* [What is needed]:
Restate word for word every entry that appears below, skipping its pictures.

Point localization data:
****************
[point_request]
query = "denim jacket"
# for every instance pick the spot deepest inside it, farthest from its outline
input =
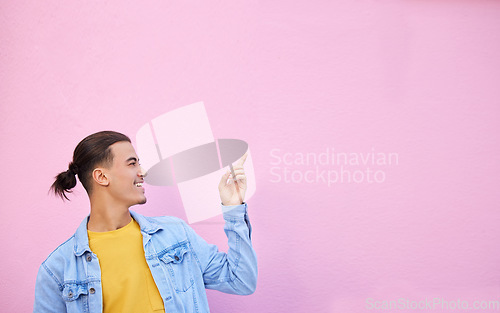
(182, 264)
****************
* [Final answer]:
[point_request]
query = "denim jacket"
# for every instance pick the spot deepest inside it, farthest from its outline
input =
(182, 264)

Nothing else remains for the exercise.